* **SELECTION**
begin

Skip to main content
Version: 0.93

Using Pre-trained Models with Snorkel Flow in Air Gapped or Disconnected Environment

Prerequisites

This guide applies to the following scenario:

  • You have an existing Snorkel Flow installation in an air gapped or network-constrained environment
  • You want to use our embeddings or FM-related features (e.g. Warm Start, Prompts) or your use cases require using other pre-trained models
  • You or your admin have access to the infrastructure running Snorkel Flow (version 0.76+). Currently, we only support Kubernetes-based installations.

Steps

  1. Talk to your Snorkel Flow contacts, who will work with you to figure out which models are needed for your use case.
    1. Do you want to use FM Warm Start?
    2. Do you want to use Prompts?
    3. Do you want to use other models?
      1. For example, SimCSE (https://huggingface.co/princeton-nlp/sup-simcse-roberta-large)
  2. After that, we will provide the following artifacts:
    1. A docker image on snorkelai/pretrained-model-image with a specific version tag
    2. A YAML file (copy-pretrained-models-job.yaml) that will be used for deploying the pretrained models
  3. Import the docker image into your internal image repository, and make note of its location (e.g. MY_IMAGE_REPO)

end

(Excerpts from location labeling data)
begin

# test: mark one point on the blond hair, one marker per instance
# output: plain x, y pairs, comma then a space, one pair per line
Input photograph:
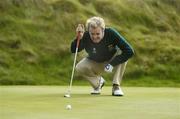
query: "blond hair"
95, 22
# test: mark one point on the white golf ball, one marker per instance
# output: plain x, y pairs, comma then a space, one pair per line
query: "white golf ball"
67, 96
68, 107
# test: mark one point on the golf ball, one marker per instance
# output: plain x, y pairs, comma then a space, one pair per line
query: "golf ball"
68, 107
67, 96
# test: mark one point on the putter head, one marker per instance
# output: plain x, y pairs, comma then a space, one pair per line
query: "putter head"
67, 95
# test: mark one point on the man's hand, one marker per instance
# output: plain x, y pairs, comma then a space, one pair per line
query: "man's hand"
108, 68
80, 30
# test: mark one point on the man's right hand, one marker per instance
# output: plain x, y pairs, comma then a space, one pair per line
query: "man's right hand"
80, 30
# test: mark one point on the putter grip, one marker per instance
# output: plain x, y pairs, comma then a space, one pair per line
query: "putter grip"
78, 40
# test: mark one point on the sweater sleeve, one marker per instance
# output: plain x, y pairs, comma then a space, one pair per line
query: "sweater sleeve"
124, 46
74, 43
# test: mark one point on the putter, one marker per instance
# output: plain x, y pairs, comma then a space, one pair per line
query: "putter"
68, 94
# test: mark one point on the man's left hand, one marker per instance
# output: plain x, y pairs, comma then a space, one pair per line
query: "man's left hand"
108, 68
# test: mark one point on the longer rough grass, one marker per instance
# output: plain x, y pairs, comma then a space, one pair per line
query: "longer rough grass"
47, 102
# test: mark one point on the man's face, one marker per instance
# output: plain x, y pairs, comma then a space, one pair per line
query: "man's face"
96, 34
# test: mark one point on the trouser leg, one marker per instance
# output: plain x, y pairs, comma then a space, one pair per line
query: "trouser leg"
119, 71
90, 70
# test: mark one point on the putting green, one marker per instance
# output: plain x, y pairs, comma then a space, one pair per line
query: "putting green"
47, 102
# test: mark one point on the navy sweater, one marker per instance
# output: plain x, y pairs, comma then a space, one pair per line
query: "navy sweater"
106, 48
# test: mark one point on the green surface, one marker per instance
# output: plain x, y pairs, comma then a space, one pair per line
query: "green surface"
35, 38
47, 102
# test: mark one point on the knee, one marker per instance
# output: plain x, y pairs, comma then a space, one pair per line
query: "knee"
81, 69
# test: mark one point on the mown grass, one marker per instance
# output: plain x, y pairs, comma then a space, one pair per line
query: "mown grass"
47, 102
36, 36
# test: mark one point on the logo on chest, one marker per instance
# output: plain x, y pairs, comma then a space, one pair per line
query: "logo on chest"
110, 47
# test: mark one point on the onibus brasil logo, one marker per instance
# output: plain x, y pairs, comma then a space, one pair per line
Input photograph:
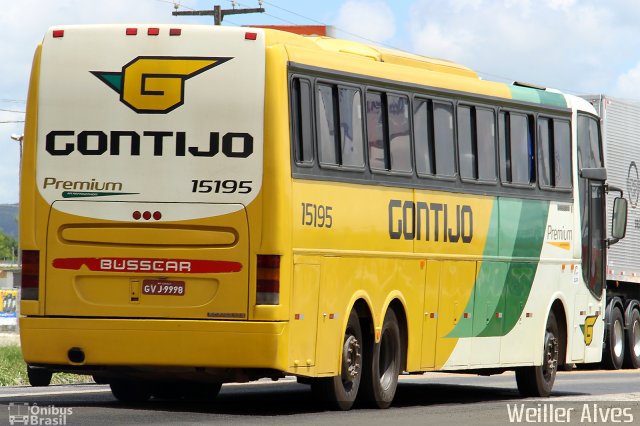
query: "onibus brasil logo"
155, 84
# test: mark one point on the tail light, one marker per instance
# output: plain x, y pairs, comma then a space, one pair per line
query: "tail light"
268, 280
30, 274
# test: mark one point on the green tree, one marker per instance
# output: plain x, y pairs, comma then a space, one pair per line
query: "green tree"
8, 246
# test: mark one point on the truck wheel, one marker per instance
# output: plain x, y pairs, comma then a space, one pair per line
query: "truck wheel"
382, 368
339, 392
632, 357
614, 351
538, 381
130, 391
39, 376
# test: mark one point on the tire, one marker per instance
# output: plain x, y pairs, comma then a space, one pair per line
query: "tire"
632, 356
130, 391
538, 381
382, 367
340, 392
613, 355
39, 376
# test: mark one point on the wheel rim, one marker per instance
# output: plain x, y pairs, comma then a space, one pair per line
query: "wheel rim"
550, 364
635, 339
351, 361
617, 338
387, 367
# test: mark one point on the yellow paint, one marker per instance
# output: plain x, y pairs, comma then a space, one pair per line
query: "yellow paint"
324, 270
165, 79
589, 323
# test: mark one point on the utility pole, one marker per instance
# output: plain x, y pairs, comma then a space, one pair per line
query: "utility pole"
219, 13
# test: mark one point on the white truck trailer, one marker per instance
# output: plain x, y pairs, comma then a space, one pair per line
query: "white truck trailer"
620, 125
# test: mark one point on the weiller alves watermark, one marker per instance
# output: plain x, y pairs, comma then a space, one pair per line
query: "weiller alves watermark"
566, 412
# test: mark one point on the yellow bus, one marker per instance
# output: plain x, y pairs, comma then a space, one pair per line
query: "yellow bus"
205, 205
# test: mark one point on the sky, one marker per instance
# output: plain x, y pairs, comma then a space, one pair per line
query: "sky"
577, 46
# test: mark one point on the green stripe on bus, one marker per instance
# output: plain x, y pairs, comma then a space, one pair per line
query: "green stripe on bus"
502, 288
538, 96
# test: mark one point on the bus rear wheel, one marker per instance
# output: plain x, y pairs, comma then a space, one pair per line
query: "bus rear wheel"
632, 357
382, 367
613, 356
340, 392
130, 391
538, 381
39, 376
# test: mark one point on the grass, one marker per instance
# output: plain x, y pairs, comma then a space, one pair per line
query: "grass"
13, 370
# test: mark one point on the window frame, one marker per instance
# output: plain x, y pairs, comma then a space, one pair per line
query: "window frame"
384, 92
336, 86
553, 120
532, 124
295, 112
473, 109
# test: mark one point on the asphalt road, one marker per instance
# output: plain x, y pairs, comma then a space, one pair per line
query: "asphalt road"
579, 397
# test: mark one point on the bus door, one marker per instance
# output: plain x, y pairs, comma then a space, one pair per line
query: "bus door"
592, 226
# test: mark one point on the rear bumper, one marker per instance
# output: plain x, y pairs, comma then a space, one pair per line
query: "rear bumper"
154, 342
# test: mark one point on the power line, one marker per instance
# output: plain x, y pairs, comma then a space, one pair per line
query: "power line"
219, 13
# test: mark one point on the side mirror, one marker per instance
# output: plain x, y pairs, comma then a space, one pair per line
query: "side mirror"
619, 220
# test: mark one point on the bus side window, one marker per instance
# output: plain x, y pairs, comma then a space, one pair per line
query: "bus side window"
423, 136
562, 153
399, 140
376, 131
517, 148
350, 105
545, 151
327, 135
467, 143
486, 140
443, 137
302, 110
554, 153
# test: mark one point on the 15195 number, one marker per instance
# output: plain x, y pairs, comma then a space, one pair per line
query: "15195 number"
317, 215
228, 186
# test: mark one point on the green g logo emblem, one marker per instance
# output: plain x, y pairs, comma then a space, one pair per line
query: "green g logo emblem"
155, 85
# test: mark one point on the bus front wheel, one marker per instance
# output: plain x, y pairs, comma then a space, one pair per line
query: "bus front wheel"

end

Return the air-gapped Snorkel Flow guide in full, word for word, with every line kept as it is. The listing isn't needed for anything here.

* **RESULT**
Skip to main content
Version: 0.93

Using Pre-trained Models with Snorkel Flow in Air Gapped or Disconnected Environment

Prerequisites

This guide applies to the following scenario:

  • You have an existing Snorkel Flow installation in an air gapped or network-constrained environment
  • You want to use our embeddings or FM-related features (e.g. Warm Start, Prompts) or your use cases require using other pre-trained models
  • You or your admin have access to the infrastructure running Snorkel Flow (version 0.76+). Currently, we only support Kubernetes-based installations.

Steps

  1. Talk to your Snorkel Flow contacts, who will work with you to figure out which models are needed for your use case.
    1. Do you want to use FM Warm Start?
    2. Do you want to use Prompts?
    3. Do you want to use other models?
      1. For example, SimCSE (https://huggingface.co/princeton-nlp/sup-simcse-roberta-large)
  2. After that, we will provide the following artifacts:
    1. A docker image on snorkelai/pretrained-model-image with a specific version tag
    2. A YAML file (copy-pretrained-models-job.yaml) that will be used for deploying the pretrained models
  3. Import the docker image into your internal image repository, and make note of its location (e.g. MY_IMAGE_REPO)